**Extracted text**:
Still from In the Same Breath, 2021. Courtesy of Cinetic Media, New York.
In January 2019, after eight doctors in China were punished for sounding the alarm about a mysterious new illness, news anchors across Chinese state media recited the same warning: “No one can get away with spreading rumors online.” Months later in New York City, a nurse who spoke out
about the lack of personal protective equipment at the hospital where she worked, tearfully echoed: “I was accused of causing hysteria and spreading rumors.”
Nanfu Wang’s new documentary In the Same Breath tracks the churn of propaganda and misinformation that grew alongside the COVID-19 pandemic, following the virus like its shadow. A Chinese-born American filmmaker, Wang has long investigated risky subjects that seem guaranteed
to flag her birth country’s censors: a child rape case involving a school principal and Chinese government official in Hooligan Sparrow (2016) and China’s population control measures in One Child Nation (2019). Across her oeuvre, Wang tells personal stories that illustrate the effects of entrenched power structures.
Her new film relies on an anonymous camera crew, lenses poking out of their PPE, who discreetly film the initial outbreak of the pandemic in the Wuhan region in early 2020. Some of their shots linger—an exposed foot poking out of a hospital bed—while others cut abruptly—the masked face of a healthcare worker, who blinks and asks, “Is that filming?” One jarring montage of a clinic’s security videos shows a steady stream of patients who describe, as if reading directly from WebMD, the litany of symptoms we have all come to fear. These scenes inspire awe at Wang’s craftiness in smuggling them out of China and onto the big screen and also a dreadful sense of déjà vu.

**Extracted data**:
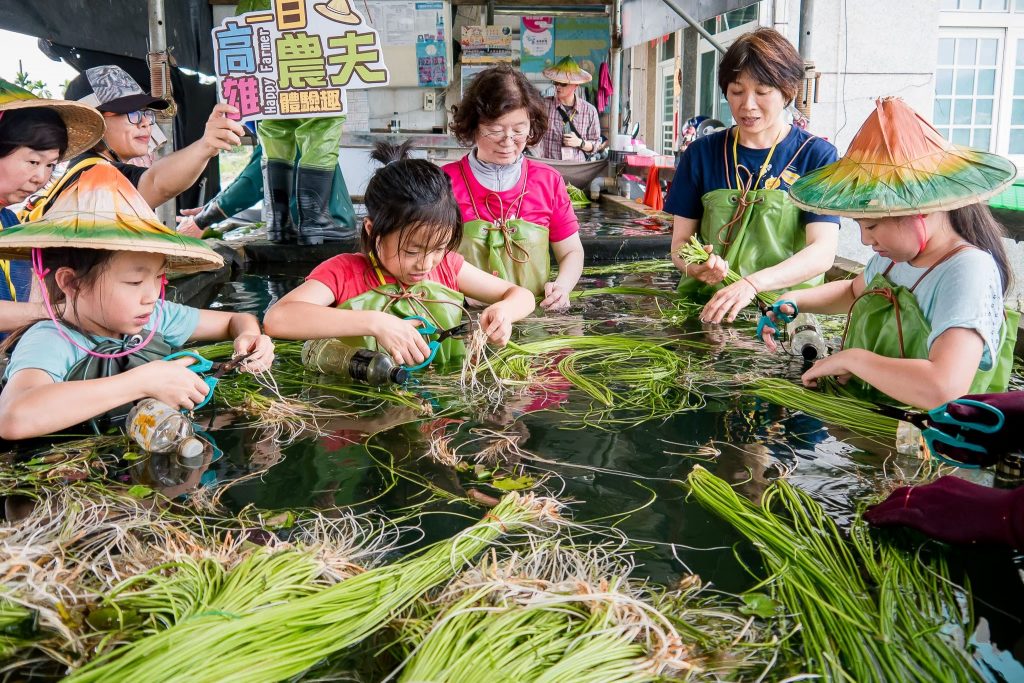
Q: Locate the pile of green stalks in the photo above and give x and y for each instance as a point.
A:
(693, 253)
(283, 640)
(555, 612)
(864, 612)
(627, 380)
(632, 267)
(854, 414)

**Parts of the exercise**:
1 - In the review of In the Same Breath, which Nanfu Wang film dealt with China's population control measures?
2 - Sum up the review of In the Same Breath in two sentences.
3 - Write a continuation of the review of In the Same Breath that picks up right after its last sentence.
The entries are separate material and have nothing to do with the review of the documentary In the Same Breath.

**Answers for this exercise**:
1 - One Child Nation (2019).

2 - Nanfu Wang's documentary In the Same Breath tracks the propaganda and misinformation that grew alongside the COVID-19 pandemic, a theme set up by warnings about "spreading rumors" aimed at doctors in China and at a New York City nurse. Wang, a Chinese-born American filmmaker known for risky subjects, relies on an anonymous camera crew that discreetly filmed the early outbreak in the Wuhan region in 2020.

3 -
The chilling hospital footage of illness and grief is contrasted with clips from state media propaganda featuring rousing anthems and smiling crowds of first responders. As a filmmaker, Wang is clearly impressed by the government’s savviness in manufacturing a patriotic narrative after working to quell rumors of the virus’s existence. And she captures the impact of their campaign on citizens: we meet a despairing widow who affirms the need to protect her country’s image over finding closure around the death of her husband, a clinic doctor who was refused treatment at several hospitals.
Thousands of miles from Wuhan, another superpower sneaks a peek at China’s playbook. President Trump appears halfway through In the Same Breath, waving his hands and dismissing the novel coronavirus as a bad flu. The Trump administration’s handling of the pandemic often seemed haphazard, but In the Same Breath aligns the United States government’s negligent equivocations with the coordinated machinations of the Chinese, showing how two governments that differ wildly in dogma and style both responded to the spread of the coronavirus by protecting their public image above all else. Wang draws a more tenuous connection between the common people caught between a deadly virus and self-serving leadership. A great gulf exists between a grieving Chinese man risking his life to criticize his government after his father’s death and a maskless horde of Americans screaming their discontentment about lockdowns, but both are vulnerable to pernicious ideas of national identity. In one scene, an American man at an anti-lockdown protest likens the US to China then concludes, “being free is what separates us” from them. Nanfu Wang seems uniquely qualified to question this claim.